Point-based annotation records
--------------------

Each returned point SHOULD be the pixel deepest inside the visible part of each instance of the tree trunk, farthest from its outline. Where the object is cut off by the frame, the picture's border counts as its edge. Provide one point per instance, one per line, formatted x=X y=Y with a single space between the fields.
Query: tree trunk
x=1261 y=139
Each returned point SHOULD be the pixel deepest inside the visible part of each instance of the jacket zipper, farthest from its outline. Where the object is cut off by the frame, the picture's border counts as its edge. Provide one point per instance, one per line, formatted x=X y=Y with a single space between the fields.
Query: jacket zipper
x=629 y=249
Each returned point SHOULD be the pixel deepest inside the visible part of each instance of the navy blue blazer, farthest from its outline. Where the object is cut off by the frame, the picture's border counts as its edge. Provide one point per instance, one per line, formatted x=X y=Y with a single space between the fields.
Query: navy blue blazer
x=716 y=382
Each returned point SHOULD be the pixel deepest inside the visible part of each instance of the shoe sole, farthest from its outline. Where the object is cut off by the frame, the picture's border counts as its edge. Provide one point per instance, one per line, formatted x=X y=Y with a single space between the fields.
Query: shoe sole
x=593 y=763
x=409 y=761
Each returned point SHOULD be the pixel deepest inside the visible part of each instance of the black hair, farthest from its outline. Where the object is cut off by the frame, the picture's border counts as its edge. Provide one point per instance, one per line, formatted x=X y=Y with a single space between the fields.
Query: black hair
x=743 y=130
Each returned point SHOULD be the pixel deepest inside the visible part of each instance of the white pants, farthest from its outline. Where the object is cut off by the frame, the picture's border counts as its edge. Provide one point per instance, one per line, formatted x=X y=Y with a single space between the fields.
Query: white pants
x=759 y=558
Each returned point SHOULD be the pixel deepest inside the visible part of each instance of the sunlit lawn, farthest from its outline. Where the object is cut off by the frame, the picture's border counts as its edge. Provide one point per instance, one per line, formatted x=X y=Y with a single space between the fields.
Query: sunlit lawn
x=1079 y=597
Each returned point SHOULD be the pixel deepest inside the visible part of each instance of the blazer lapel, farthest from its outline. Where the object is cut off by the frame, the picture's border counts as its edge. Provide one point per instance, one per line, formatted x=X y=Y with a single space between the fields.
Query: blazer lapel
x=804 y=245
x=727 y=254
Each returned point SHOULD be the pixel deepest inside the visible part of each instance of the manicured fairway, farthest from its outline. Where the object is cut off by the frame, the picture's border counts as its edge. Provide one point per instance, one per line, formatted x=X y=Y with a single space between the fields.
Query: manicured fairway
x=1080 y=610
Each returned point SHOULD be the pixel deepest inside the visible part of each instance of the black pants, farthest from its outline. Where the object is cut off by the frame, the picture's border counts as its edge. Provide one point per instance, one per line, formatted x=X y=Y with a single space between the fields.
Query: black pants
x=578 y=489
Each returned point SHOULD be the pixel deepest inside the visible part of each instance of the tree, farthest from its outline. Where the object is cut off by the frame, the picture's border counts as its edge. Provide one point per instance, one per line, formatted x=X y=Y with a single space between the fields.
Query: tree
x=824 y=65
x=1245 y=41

--------------------

[WORK TO BE COMPLETED]:
Copy out the records word for word, from the line containing "black pants, farthest" down through the end of the records.

[FINAL ANSWER]:
Each returned point SHOULD be the pixel deepest inside the visible part of each instance of the black pants, farthest from its outline. Where the object is cut off by the frame, the picture's border counts as its edge. Provide one point per instance, one per line, formatted x=X y=Y with a single space between the fields.
Query: black pants
x=578 y=489
Each returned point SHOULD be the pixel deepest inside the visible part of each instance of the tree, farthest from its outline. Where the object is cut off by the frame, the picture's border counts as its edge. Provide one point per instance, one per line, formatted x=X y=Y with a single space between the fields.
Query: tree
x=824 y=65
x=1245 y=41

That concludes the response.